■ RECORDS FOR THIS EXERCISE:
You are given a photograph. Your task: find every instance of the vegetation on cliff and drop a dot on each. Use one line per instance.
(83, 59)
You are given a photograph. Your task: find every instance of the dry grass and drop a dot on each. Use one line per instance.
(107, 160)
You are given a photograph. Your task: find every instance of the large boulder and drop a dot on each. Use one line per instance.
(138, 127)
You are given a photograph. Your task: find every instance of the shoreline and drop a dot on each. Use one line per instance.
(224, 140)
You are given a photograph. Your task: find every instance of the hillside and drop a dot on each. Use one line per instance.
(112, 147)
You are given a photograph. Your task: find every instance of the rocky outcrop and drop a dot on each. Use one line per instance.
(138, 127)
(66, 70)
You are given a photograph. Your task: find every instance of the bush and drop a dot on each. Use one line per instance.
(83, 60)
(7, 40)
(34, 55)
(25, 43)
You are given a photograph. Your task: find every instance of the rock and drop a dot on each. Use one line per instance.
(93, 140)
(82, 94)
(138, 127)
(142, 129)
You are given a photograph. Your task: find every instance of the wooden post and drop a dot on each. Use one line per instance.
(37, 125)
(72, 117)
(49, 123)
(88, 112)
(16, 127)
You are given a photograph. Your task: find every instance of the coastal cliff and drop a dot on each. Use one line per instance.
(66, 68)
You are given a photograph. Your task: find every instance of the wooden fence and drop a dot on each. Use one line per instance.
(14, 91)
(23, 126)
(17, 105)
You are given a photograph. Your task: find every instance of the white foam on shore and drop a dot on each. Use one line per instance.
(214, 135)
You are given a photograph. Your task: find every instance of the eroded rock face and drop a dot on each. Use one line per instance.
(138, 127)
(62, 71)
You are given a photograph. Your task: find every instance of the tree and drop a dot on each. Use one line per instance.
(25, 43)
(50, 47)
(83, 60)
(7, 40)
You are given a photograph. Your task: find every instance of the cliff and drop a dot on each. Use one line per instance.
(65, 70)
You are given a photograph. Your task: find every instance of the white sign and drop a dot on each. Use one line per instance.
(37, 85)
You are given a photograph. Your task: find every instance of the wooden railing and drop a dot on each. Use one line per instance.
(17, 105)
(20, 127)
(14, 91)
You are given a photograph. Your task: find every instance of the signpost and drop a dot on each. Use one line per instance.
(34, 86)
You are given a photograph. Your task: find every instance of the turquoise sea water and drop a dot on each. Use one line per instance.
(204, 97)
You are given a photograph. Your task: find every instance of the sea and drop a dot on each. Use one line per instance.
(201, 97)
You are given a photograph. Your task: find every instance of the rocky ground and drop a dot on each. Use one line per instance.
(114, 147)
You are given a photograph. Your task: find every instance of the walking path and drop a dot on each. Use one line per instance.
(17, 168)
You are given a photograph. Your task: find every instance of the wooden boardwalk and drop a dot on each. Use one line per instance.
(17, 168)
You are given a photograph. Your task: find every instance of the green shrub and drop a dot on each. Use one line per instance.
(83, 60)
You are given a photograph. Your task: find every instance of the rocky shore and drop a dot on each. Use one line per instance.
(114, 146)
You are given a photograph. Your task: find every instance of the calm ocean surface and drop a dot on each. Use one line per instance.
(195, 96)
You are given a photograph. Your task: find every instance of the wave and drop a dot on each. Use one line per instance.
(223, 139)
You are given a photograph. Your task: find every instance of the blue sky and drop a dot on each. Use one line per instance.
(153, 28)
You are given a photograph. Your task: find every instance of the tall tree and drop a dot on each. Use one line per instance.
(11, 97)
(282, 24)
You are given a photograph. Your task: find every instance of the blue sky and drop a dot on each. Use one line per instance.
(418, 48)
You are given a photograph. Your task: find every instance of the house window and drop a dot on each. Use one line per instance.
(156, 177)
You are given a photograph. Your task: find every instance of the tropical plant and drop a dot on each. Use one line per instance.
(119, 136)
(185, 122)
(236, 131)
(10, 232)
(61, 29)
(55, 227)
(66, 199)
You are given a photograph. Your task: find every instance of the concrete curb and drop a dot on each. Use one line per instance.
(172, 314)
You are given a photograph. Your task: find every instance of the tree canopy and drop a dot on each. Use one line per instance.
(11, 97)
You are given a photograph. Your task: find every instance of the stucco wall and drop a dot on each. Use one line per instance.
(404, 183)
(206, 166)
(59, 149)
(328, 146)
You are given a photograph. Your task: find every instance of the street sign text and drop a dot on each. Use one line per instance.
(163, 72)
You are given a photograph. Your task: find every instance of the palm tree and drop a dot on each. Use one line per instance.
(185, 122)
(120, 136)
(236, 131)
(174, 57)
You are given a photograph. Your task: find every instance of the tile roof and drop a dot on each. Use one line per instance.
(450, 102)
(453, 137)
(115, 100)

■ YOUR TASK:
Your answer should be the data above, retyped in full and unaltered.

■ EXERCISE ANSWER:
You are given a photograph. Your task: find every instance of the vegetation on cliff and drop a dot on each. Use one line per instance.
(83, 59)
You are given a photograph. Your task: find every instance of the dry grass and drop a dot on each. Use one line per instance.
(107, 160)
You are given a photograph. Your task: find every instance of the large boulder and drop a dot on each. Use one line per instance.
(138, 127)
You are given a photograph. Your task: find every instance of the shoreline and drop a dot on each. Use one line per instance.
(224, 140)
You are given a photograph. Your task: find every instance of the hillside and drop a dot on each. Use one line per instance.
(112, 147)
You are given a photograph. Your task: find every instance of the rocky outcrop and drop a dot on each. Use one line per instance.
(138, 127)
(66, 70)
You are given a photograph. Your task: find every instance of the bush and drop a dot on each. Use one line per instance.
(83, 60)
(7, 40)
(34, 55)
(25, 43)
You are given a photograph. Your task: find every instance of the rock and drop a dot on each. Use one line per instance.
(93, 140)
(82, 94)
(138, 127)
(142, 129)
You are given a photograph. Your task: find every instance of the wooden post and drop a dot on each. Use one line per instance.
(37, 125)
(72, 117)
(49, 123)
(88, 112)
(16, 127)
You are given a photograph. Your task: find every instance of the coastal cliff and drop a dot on each. Use one line per instance.
(66, 68)
You are given a photograph. Your task: find every instance of the wooden fence and drop a dot on each. Use one line per instance.
(14, 91)
(23, 126)
(17, 105)
You are given a photograph. Your task: find every instance of the white foam on shore and drop a dot on each. Use one line per instance.
(214, 135)
You are given a photograph. Your task: find every instance of the eroded rock face and drop a dot on each. Use one line per instance.
(138, 127)
(62, 71)
You are given a photograph. Your task: find every instance of the tree and drop a dot on each. Use one line per instance.
(25, 43)
(50, 47)
(83, 60)
(7, 40)
You are given a photograph. Your task: find every instance of the cliff and drop a dot on each. Use one line per instance.
(65, 70)
You are given a photograph. Your task: find every instance of the white sign and drop a dot on each. Use one line per instance.
(37, 85)
You are given a photograph. Your task: find every instance of the wooden railing and drop a dot on each. Use one line per instance.
(17, 105)
(20, 127)
(14, 91)
You are given a photograph. Your task: find every instance of the signpost and drop a dot on each. Use one line per instance.
(34, 86)
You are given a photograph. Your task: find every instance of the turquoise sea water and drop a dot on each. Use one line per instance.
(204, 97)
You are given a photograph. Your task: find every instance of the sea and drop a dot on each. Use one line per instance.
(201, 97)
You are given a photograph. Your task: find every instance of the rocky ground and drop a dot on each. Use one line per instance.
(114, 147)
You are given a photograph. Your task: find every instance of the walking path and drop a dot on each. Use one line per instance.
(17, 168)
You are given a photograph. Your task: find every instance of the wooden boardwalk and drop a dot on each. Use one line per instance.
(17, 168)
You are given a photograph. Your task: find every instance of the green shrub and drop a dot on each. Use one line per instance.
(83, 60)
You are given a photograph. Your task: find every instance of the rocky shore and drop a dot on each. Use one line per instance.
(114, 146)
You are given a photograph. Your task: find every instance of the calm ocean surface and drop a dot on each. Use one line per instance.
(195, 96)
You are given a photograph. Your task: find every instance of the wave and drop a dot on each. Use one line per instance.
(223, 139)
You are given a photograph. Your task: find every instance of the blue sky and drop a dot on each. Use one line per instance.
(153, 28)
You are given a photograph. Your task: find every instance of the tall tree and drop a dot on each. Use one line per instance.
(11, 97)
(282, 24)
You are given a photograph. Your task: find every instance of the blue sky and drop a dot on each. Use one line per instance.
(418, 48)
You are given a photograph. Your task: find every instance of the house window and drop a dot on each. Use one line per instance.
(156, 177)
You are given a photograph. Your task: find every instance of the tropical plant and drop a dot on each. Use one line per instance.
(119, 136)
(185, 122)
(236, 131)
(10, 232)
(61, 29)
(55, 227)
(66, 199)
You are given a photograph. Your task: find every instance of the concrete curb and drop a dot on each. Use one line per instance.
(172, 314)
You are given a photograph. Your task: find every instance of the tree canopy and drop a dot on each. Use one line per instance.
(11, 97)
You are given a photograph. Your task: find every instance of the stucco wall and drop a dot on each. Use one line per instance.
(404, 183)
(206, 166)
(59, 149)
(328, 146)
You are given a photograph. Your task: find every instance of the street sign text and drop a dot on each. Use one line per instance.
(163, 72)
You are given a photograph. Your task: find every instance of the palm tree and drop a dot on each. Use one line per instance.
(185, 122)
(120, 136)
(236, 131)
(174, 57)
You are given a photograph. Your task: find every instance of the tile roof and drop a dot on each. Use one line per instance.
(450, 102)
(453, 137)
(115, 100)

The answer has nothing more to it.